Data records:
=-=-=-=-=
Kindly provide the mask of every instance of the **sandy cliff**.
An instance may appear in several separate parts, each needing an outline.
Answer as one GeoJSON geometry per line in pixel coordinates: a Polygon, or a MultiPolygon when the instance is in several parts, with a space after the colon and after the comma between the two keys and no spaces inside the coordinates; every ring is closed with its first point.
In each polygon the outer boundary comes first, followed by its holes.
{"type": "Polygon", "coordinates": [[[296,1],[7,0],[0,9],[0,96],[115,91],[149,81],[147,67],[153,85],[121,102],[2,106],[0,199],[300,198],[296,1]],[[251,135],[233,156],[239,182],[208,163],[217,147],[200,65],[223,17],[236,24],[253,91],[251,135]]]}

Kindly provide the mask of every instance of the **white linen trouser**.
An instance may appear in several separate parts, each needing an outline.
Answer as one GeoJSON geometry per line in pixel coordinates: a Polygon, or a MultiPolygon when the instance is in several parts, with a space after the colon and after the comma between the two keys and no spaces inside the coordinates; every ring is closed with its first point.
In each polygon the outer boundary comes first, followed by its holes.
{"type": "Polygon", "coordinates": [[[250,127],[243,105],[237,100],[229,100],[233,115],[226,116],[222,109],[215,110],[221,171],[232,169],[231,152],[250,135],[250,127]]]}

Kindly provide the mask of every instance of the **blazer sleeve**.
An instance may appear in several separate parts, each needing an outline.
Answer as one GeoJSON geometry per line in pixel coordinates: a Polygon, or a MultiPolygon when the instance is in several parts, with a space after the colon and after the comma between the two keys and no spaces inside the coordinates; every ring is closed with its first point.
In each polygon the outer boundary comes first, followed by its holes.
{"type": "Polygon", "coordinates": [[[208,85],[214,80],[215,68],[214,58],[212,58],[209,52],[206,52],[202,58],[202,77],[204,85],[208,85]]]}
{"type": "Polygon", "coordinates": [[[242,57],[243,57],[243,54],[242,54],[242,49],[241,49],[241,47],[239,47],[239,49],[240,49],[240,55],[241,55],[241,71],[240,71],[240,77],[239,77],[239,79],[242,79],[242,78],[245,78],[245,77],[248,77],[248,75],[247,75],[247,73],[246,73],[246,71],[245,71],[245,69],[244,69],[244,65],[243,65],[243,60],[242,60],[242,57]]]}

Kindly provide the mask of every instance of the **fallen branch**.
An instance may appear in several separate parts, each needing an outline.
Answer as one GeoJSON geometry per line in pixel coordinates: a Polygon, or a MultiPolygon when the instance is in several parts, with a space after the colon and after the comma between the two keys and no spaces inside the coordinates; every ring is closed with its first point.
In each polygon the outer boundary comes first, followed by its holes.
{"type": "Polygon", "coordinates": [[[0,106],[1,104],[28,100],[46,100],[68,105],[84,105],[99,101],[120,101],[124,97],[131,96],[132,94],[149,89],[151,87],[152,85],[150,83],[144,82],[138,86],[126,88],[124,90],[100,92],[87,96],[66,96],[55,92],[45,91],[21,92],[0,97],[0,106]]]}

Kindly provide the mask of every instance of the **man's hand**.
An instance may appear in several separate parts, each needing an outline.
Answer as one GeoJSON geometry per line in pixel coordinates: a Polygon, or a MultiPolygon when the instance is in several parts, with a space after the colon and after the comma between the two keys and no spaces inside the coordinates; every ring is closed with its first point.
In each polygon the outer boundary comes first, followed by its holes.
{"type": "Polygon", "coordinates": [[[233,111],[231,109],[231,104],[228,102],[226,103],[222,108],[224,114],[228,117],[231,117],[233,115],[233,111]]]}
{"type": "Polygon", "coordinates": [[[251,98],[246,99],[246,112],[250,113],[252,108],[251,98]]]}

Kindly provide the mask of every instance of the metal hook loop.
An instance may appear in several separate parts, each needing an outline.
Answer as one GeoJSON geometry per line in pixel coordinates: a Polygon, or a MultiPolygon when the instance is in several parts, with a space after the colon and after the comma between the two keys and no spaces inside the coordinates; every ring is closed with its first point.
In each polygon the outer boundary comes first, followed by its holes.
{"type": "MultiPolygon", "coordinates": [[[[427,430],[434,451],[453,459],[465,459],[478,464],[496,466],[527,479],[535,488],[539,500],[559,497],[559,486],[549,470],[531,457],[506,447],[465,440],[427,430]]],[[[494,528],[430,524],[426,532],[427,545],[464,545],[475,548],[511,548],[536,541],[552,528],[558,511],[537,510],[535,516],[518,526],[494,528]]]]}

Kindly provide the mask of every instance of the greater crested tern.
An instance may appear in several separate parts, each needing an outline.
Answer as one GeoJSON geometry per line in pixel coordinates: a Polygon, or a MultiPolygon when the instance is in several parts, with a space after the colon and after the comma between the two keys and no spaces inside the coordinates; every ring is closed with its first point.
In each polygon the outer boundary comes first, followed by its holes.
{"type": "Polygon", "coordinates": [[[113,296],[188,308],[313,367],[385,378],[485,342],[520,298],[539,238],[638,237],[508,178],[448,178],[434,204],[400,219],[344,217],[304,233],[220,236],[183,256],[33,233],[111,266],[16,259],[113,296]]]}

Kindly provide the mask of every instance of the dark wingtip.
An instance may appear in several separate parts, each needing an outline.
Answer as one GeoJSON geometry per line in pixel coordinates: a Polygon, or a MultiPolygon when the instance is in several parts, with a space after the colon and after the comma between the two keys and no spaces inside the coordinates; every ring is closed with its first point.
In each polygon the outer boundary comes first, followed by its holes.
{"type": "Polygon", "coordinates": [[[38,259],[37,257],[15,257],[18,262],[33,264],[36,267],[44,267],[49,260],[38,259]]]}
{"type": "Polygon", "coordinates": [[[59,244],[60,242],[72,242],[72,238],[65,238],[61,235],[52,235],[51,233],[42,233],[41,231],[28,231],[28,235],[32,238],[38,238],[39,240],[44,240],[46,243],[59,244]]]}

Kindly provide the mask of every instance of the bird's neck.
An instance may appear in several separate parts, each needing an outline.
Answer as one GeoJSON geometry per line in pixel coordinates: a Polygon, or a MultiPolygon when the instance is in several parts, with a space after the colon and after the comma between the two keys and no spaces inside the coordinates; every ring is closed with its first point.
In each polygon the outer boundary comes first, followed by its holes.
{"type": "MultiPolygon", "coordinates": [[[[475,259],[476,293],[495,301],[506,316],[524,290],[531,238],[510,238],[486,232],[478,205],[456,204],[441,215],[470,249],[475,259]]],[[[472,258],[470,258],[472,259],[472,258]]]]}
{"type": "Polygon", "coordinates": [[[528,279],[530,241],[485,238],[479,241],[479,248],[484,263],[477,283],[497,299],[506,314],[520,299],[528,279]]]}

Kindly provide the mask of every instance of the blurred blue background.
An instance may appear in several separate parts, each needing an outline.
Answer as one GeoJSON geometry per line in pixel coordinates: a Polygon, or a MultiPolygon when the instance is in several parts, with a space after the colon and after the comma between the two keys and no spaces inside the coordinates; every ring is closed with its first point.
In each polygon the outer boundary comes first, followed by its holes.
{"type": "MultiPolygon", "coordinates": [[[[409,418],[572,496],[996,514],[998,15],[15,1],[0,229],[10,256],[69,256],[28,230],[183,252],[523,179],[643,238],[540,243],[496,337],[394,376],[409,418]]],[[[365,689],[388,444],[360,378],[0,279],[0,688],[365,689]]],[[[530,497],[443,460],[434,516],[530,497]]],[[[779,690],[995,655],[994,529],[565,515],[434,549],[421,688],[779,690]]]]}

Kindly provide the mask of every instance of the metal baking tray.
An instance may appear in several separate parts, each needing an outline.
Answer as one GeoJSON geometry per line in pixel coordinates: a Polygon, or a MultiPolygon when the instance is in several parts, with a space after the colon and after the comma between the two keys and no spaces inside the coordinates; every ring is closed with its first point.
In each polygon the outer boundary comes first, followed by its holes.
=-=-=-=-=
The expected answer is a copy of every line in the entries that holds the word "metal".

▸ **SOLUTION TO THIS TASK**
Kindly provide the mask of every instance of the metal hook loop.
Kindly provide the mask of every instance of the metal baking tray.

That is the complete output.